● Task directions
If a line in the records below includes the word "housing", count it, then give the total and nothing else.
***** Source data *****
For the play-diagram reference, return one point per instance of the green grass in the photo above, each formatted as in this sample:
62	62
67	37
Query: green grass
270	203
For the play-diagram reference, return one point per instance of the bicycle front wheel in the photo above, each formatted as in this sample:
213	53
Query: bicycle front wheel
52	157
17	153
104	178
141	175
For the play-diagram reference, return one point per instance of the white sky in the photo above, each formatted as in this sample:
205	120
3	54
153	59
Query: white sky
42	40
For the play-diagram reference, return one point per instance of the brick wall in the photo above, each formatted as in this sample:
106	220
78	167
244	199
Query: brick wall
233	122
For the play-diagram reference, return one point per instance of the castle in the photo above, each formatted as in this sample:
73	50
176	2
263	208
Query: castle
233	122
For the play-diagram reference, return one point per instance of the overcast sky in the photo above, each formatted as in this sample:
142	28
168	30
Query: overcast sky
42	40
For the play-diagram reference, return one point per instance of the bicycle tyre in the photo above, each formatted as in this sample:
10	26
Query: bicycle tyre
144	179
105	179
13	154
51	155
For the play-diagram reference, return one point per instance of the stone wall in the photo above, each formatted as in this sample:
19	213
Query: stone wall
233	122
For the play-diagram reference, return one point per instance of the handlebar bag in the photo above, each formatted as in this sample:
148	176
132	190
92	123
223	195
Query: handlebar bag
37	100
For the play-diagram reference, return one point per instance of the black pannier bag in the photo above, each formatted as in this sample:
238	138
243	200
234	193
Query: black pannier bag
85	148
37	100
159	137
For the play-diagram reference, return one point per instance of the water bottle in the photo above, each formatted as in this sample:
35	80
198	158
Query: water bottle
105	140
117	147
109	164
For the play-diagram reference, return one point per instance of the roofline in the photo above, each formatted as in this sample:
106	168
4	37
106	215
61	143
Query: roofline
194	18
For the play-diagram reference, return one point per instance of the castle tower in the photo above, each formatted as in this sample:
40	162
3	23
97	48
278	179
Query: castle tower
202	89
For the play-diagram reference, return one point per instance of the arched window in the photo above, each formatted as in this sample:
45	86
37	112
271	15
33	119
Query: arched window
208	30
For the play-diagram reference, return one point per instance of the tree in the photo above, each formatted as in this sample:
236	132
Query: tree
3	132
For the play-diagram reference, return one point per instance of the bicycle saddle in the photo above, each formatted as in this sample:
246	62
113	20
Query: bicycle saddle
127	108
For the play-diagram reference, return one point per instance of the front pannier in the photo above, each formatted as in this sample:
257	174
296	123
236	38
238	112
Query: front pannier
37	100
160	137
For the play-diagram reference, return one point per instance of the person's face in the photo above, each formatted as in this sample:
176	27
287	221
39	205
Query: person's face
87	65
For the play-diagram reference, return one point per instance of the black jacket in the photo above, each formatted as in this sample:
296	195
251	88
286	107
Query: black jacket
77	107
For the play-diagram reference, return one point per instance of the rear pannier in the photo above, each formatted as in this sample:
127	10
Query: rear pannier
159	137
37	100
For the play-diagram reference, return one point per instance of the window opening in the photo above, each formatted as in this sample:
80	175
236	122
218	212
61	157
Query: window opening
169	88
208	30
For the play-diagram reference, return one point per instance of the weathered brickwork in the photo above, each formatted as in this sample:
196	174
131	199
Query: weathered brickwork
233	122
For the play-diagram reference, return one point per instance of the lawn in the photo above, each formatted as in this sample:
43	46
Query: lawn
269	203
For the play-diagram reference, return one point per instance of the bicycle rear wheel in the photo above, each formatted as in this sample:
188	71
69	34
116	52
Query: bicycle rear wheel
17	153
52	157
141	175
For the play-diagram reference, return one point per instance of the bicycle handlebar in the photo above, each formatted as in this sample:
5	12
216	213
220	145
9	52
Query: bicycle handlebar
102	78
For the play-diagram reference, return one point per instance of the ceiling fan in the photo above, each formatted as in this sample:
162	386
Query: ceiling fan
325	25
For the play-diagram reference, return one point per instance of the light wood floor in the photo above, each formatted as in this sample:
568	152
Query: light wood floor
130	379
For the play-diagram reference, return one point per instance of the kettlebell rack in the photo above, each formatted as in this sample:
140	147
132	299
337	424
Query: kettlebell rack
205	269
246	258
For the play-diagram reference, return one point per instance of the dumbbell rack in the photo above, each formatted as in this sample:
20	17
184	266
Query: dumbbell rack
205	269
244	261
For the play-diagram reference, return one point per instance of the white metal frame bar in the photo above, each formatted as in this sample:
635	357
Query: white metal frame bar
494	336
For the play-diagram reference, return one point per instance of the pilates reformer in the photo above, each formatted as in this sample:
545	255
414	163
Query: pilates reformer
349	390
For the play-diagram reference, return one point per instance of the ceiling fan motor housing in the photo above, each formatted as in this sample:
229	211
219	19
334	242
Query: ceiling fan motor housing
*****
● Output for this exercise
2